→ **YOUR GOAL**
Pull out every line of the listing below that contains the word "parked", and treat uppercase and lowercase as different.

→ **INPUT ROWS**
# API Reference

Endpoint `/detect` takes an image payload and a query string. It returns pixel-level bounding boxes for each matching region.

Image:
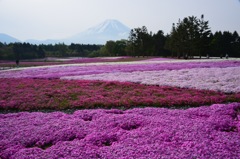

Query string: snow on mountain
[0,19,131,45]
[67,19,130,44]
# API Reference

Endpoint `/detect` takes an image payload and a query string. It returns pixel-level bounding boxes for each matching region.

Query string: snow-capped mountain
[0,19,131,45]
[66,20,130,44]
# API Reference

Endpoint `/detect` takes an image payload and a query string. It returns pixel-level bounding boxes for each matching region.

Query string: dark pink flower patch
[0,103,240,159]
[0,79,240,110]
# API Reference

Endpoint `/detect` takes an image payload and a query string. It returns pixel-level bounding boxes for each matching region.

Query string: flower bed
[0,79,240,110]
[0,59,240,159]
[0,103,240,159]
[0,61,240,78]
[61,67,240,93]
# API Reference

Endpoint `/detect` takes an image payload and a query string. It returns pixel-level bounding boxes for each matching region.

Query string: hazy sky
[0,0,240,40]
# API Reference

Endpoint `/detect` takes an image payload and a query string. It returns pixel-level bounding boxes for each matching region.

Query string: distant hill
[0,19,131,45]
[0,33,21,44]
[64,19,131,44]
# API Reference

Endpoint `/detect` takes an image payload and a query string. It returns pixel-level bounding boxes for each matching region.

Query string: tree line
[100,15,240,59]
[0,42,102,60]
[0,15,240,60]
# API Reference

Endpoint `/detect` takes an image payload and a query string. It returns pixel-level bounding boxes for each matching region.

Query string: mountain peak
[87,19,130,35]
[67,19,131,44]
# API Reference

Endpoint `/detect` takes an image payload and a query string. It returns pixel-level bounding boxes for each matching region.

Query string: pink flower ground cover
[0,79,240,111]
[0,60,240,159]
[0,60,240,78]
[0,103,240,159]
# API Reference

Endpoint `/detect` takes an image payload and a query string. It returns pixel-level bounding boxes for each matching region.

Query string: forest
[0,15,240,60]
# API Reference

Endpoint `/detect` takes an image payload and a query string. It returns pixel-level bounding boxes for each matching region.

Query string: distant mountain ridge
[66,19,131,44]
[0,19,131,45]
[0,33,21,44]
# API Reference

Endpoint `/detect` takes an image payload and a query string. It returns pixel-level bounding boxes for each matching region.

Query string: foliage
[0,103,240,159]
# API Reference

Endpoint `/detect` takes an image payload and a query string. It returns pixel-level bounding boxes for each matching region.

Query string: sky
[0,0,240,41]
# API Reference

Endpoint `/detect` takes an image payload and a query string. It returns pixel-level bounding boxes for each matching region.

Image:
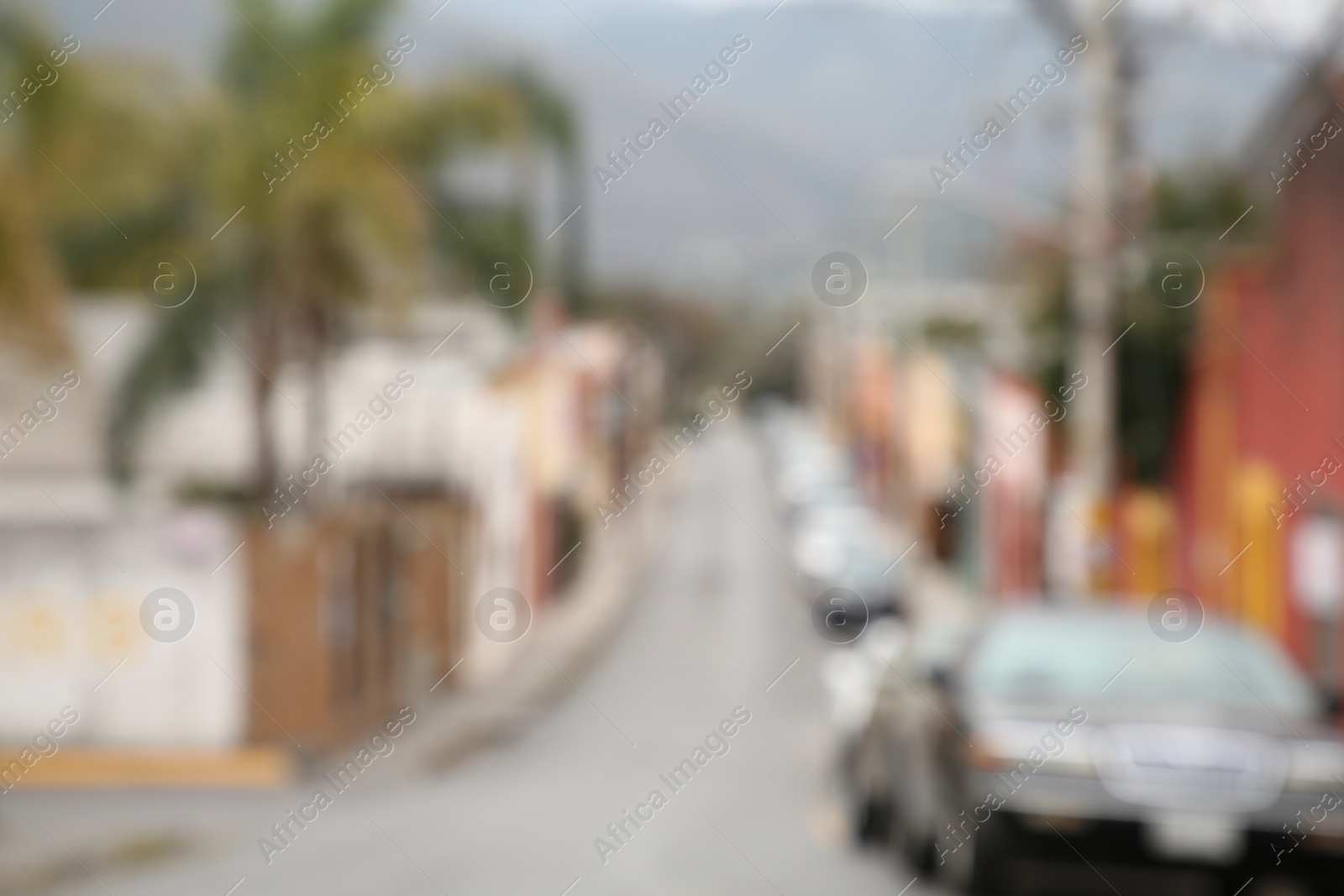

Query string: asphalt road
[0,423,930,896]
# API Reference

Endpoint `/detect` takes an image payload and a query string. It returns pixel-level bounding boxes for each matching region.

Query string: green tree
[110,0,573,495]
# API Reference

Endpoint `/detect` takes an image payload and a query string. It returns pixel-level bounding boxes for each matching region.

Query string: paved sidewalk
[0,467,679,896]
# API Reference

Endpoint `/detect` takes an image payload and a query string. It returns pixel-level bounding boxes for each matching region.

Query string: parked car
[855,605,1344,893]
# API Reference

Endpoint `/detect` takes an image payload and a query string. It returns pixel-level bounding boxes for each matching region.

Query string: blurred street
[0,421,930,896]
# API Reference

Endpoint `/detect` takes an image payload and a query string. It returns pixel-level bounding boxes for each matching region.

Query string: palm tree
[0,8,208,364]
[110,0,580,495]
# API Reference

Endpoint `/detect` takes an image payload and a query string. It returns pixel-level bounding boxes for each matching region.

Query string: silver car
[853,605,1344,896]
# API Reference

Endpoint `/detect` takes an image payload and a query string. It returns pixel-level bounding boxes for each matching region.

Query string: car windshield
[966,612,1315,717]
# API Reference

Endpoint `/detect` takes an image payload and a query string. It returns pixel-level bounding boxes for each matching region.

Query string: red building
[1176,67,1344,685]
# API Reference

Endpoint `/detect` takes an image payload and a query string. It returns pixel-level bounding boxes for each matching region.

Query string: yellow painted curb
[0,747,296,790]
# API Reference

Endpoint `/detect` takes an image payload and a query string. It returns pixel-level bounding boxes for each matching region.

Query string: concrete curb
[399,462,680,773]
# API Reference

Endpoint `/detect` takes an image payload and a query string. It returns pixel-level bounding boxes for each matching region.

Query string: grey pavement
[0,421,932,896]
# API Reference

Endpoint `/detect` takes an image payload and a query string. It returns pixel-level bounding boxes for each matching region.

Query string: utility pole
[1066,0,1121,592]
[1032,0,1131,594]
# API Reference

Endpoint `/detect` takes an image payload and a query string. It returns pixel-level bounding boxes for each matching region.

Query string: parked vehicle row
[764,406,906,616]
[847,602,1344,896]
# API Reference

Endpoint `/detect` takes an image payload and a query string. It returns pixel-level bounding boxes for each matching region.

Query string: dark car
[858,607,1344,893]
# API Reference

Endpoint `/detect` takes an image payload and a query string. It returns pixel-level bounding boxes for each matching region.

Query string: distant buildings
[0,298,661,748]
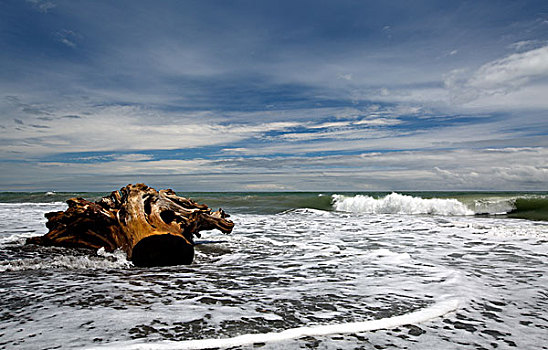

→ **TASK RESPONSE**
Query string: parked car
Query string: parked vehicle row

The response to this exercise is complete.